# SHORT TASK
Rewrite each of the entries below, changing every instance of "query" to "search term" and keeping all other text as it is.

# DATASET EXTRACT
##########
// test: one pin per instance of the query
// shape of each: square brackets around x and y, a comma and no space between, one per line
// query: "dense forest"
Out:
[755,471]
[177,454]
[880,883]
##########
# OUTPUT FOR THIS EXERCISE
// test: one pin per instance of the search term
// shape of each: square brackets around x and y, a comma and no space between, one per line
// search term: "dense forest"
Out:
[755,471]
[177,454]
[880,883]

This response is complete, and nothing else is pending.